-------- Auszug der Webseite --------

Personalentwicklung und -führung im digitalen Zeitalter
Das Denken in vernetzten Zusammenhängen wird eine Kernkompetenz der Führungskräfte des digitalen Zeitalters sein. Foto: WavebreakmediaMicro / fotolia.
Immer mehr Unternehmen müssen erkennen, dass ihre Personal- und Führungskräfteentwicklungskonzepte nicht mehr den Erfordernissen der digitalen Welt entsprechen. Einerseits, weil Mitarbeiter neue Kompetenzen benötigen – andererseits, weil eine strategische, also langfristig orientierte Personalplanung und -entwicklung heute schlicht immer schwieriger wird.

„Digital leadership“, „digital leader“ – seit zwei, drei Jahren geistern diese Begriffe durch die Managementdiskussion. Und immer mehr Seminare und Trainings zu diesem Thema werden angeboten; auch die Zahl der Bücher und Artikel steigt. Denn Unternehmen registrieren zunehmend: Die fortschreitende Digitalisierung stellt nicht nur unsere Organisationsstrukturen in Frage und unsere bisherige Art, Probleme (und Herausforderungen) anzugehen und zu lösen. In der sogenannten „VUCA-Welt“, um ein weiteres Modewort zu gebrauchten – die Abkürzung steht für Volatility, Uncertainty, Complexity und Ambiguity –, werden auch tradierte Personalentwicklungskonzepte obsolet. Zudem ist ein verändertes Führungsverständnis nötig.

Strategische PE am Scheideweg

Als Gründe, warum die tradierten Personalentwicklungskonzepte zunehmend auf dem Prüfstand stehen, werden oft genannt:
Eine langfristig orientierte Personalentwicklung (und -planung) ist in der „VUCA-Welt“ schlicht nicht mehr möglich: Aufgrund der fortschreitenden Digitalisierung und rasanten Änderung der Kundenwünsche ändern sich nicht nur generell die Strategien von Unternehmen immer rascher, sondern auch ihre Art, Aufgaben anzugehen und zu lösen. Deshalb können Firmen heute gar nicht mehr wissen, welche Kompetenzen sie und somit ihre Mitarbeiter beispielsweise in drei, fünf oder gar zehn Jahren brauchen werden.
Der Veränderungsbedarf und somit auch der Lernbedarf ist in den Unternehmen heute oft so groß und dringlich, dass er zentral, also zum Beispiel von den Personalabteilungen, nicht mehr erfasst und in der erforderlichen kurzen Zeit befriedigt werden kann.
Der Qualifizierungsbedarf der Mitarbeiter ist in der digitalen Welt – unter anderem aufgrund ihrer unterschiedlichen Funktion in den Unternehmen, ihrer beruflichen Biografie und den Herausforderungen des Arbeitsalltags – so verschieden, dass er mit zentral und „von oben“ organisierten Entwicklungsmaßnahmen immer weniger befriedigt werden kann.

-------- Zu bearbeitende Datensätze --------

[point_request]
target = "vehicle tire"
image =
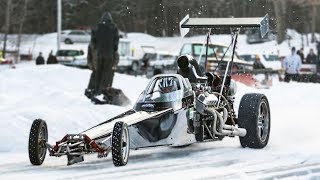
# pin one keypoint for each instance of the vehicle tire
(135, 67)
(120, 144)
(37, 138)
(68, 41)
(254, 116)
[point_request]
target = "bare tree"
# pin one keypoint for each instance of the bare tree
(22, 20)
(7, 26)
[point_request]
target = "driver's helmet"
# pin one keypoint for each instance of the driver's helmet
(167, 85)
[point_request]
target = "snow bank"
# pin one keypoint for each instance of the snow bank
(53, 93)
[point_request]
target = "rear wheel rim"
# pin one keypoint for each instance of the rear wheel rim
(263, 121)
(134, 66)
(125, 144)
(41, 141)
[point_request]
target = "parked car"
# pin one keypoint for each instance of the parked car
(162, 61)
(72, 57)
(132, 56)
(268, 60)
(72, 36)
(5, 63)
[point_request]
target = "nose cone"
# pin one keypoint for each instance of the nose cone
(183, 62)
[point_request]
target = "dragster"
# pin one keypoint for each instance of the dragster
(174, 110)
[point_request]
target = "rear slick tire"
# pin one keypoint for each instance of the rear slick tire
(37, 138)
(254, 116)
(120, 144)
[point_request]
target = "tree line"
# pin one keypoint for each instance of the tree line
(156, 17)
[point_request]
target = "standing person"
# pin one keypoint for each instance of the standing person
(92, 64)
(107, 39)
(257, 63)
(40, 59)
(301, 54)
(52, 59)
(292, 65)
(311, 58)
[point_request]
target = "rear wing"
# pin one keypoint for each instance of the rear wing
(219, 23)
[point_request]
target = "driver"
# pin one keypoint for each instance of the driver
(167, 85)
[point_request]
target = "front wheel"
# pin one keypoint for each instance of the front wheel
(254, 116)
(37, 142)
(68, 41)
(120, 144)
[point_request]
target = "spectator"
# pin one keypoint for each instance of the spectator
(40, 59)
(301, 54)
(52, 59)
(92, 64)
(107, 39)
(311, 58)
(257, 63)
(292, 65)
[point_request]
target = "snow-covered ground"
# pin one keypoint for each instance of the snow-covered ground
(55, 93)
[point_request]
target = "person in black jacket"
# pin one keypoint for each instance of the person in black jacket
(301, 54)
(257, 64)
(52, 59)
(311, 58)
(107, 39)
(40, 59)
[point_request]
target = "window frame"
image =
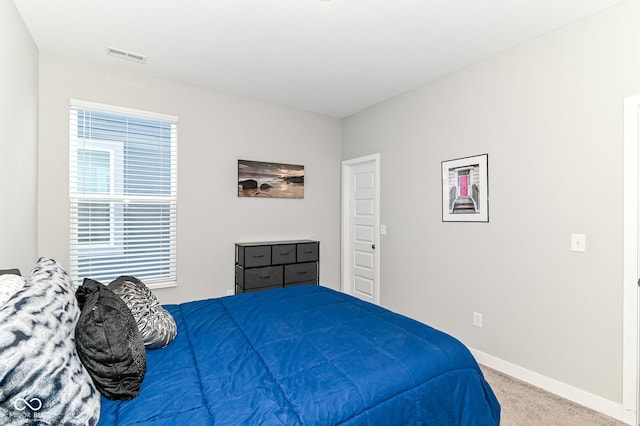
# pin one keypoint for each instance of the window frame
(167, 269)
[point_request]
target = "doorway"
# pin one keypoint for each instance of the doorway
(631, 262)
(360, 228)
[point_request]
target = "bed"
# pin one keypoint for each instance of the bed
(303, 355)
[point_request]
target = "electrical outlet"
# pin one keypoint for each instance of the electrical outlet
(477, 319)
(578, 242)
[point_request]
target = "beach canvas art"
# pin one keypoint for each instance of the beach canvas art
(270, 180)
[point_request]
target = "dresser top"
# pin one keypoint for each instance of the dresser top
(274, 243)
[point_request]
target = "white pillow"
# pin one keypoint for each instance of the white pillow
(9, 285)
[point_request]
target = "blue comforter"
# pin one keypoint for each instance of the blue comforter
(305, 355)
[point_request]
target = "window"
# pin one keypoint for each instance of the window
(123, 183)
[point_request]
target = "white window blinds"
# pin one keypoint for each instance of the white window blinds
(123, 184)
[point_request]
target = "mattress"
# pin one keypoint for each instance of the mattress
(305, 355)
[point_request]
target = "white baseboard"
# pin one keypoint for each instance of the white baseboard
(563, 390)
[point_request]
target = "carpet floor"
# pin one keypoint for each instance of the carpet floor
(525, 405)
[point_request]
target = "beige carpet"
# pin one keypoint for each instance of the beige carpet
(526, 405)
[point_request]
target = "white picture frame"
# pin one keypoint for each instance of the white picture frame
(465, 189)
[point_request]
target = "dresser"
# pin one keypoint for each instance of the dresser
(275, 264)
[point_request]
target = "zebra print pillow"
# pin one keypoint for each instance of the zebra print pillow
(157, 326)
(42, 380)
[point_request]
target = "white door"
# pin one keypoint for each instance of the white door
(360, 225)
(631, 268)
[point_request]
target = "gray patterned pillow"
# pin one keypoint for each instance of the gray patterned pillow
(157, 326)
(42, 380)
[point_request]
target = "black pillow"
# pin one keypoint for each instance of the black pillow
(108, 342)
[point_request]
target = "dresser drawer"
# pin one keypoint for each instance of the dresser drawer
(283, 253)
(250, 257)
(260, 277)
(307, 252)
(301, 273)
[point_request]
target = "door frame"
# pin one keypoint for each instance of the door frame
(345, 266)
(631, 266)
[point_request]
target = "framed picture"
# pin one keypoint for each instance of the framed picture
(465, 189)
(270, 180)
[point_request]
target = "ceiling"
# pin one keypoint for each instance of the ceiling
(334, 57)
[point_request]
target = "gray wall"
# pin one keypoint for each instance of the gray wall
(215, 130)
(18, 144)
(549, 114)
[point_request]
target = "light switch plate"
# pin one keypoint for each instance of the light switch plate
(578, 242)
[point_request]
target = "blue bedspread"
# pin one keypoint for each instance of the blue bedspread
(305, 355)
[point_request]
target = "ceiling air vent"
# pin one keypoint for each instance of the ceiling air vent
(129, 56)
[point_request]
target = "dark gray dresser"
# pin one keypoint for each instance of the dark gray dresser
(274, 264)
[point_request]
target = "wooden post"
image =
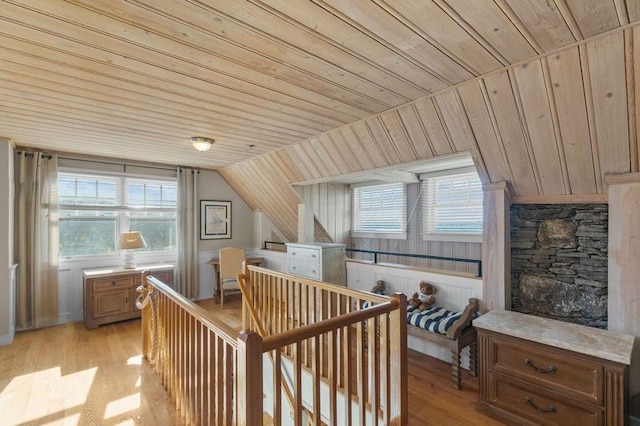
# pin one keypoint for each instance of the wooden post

--------

Arbeitsaufträge =
1: Filtern Sie aus den Datensätzen jede Zeile heraus, die die Zeichenfolge „vehicle“ enthält, und geben Sie diese Zeilen wieder. Achten Sie dabei auf Groß- und Kleinschreibung.
2: Führen Sie den Text über Personalentwicklung im digitalen Zeitalter im Anschluss an seinen letzten Satz fort.

Lösungen =
1:
target = "vehicle tire"
# pin one keypoint for each instance of the vehicle tire

2:
Personalentwickler werden Dienstleister

Daraus haben viele Unternehmen bereits folgende Schlüsse gezogen:
Die Verantwortung für die Personalentwicklung muss sich stärker auf die operative Ebene (also Bereichs-, Abteilungs- oder Teamebene) verlagern.
Die Personalentwicklung muss sich stärker am individuellen Bedarf der Mitarbeiter und den Herausforderungen, vor denen sie aktuell bei ihrer Arbeit stehen, orientieren.
Die Mitarbeiter müssen mehr Eigenverantwortung für ihre persönliche Weiterentwicklung zeigen – und damit auch dafür, dass sie kurz-, mittel- und langfristig über die benötigten Kompetenzen verfügen (Stichwort: Employability).
Die Führungskräfte müssen ihre Mitarbeiter beim Entwickeln ihrer Kompetenz unterstützen und begleiten.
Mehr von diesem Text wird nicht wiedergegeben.